»»

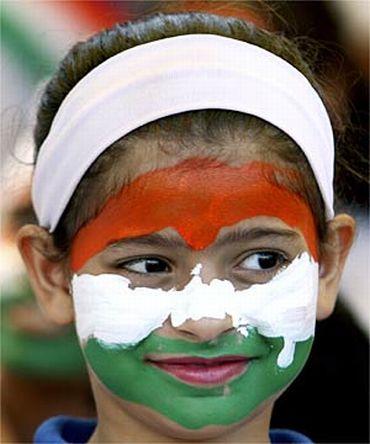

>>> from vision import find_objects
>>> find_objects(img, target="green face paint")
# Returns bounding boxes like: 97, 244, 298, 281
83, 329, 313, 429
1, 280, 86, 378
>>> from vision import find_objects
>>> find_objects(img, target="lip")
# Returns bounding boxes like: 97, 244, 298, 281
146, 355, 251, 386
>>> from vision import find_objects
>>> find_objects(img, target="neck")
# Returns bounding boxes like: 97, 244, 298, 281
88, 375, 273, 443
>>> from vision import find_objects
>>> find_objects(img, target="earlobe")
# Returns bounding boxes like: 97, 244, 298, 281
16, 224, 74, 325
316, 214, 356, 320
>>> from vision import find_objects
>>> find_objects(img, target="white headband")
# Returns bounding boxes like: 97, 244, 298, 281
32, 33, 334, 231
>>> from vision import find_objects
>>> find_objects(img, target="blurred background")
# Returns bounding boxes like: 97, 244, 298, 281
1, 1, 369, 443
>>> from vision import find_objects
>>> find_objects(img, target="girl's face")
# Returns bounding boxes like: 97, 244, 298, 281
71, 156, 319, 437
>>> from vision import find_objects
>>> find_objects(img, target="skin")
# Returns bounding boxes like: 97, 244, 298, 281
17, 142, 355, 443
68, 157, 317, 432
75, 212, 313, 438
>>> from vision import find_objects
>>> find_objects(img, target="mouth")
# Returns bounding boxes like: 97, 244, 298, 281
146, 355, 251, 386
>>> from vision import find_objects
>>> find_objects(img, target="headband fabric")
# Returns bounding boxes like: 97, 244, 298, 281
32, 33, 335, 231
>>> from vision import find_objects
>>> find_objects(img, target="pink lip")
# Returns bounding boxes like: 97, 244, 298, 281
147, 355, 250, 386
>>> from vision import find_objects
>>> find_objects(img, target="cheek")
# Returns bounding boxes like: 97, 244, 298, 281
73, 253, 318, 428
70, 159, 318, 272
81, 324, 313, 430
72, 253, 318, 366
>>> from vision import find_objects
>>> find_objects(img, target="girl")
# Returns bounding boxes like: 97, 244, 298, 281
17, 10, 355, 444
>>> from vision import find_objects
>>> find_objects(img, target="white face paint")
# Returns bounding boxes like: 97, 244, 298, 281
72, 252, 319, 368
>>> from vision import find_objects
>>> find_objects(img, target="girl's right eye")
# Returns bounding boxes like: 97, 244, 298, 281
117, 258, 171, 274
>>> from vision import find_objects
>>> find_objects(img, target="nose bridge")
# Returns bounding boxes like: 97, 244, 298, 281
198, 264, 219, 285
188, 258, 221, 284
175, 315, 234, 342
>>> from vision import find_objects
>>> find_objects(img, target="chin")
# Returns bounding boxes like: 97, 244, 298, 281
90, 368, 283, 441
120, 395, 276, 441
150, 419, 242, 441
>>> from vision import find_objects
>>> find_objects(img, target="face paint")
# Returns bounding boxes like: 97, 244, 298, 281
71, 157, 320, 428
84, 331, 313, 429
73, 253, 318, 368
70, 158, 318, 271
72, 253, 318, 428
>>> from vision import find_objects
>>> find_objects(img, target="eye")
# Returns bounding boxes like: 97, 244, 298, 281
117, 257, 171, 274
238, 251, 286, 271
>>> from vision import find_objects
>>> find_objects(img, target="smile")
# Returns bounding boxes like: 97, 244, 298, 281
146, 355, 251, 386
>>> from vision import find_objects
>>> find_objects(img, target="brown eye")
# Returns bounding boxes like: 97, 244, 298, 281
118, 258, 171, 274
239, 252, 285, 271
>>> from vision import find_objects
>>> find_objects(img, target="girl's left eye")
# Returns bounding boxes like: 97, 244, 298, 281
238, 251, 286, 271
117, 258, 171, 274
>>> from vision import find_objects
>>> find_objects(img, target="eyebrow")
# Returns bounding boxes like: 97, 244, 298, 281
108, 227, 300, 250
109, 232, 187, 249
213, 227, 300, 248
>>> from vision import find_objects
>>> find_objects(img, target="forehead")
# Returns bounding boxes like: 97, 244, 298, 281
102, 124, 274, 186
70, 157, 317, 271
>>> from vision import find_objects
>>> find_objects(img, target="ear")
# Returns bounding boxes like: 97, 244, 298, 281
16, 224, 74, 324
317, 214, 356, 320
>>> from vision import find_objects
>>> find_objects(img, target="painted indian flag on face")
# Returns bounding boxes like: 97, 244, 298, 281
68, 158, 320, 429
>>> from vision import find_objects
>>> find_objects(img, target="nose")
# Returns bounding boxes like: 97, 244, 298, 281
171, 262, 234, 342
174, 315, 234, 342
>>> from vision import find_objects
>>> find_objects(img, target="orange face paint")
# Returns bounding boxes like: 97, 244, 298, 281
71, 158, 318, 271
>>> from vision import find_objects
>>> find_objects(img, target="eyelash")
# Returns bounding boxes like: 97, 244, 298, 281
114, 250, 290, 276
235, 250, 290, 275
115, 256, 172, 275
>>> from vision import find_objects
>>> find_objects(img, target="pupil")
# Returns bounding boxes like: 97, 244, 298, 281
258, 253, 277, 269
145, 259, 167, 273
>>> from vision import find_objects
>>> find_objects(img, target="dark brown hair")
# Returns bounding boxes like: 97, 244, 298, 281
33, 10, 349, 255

««

■ Your task ■
Pick every line from the listing holding the string "nose", and copy it.

■ Result below ■
>>> find_objects(img, target="nose bridge")
>>> find_objects(img, target="nose")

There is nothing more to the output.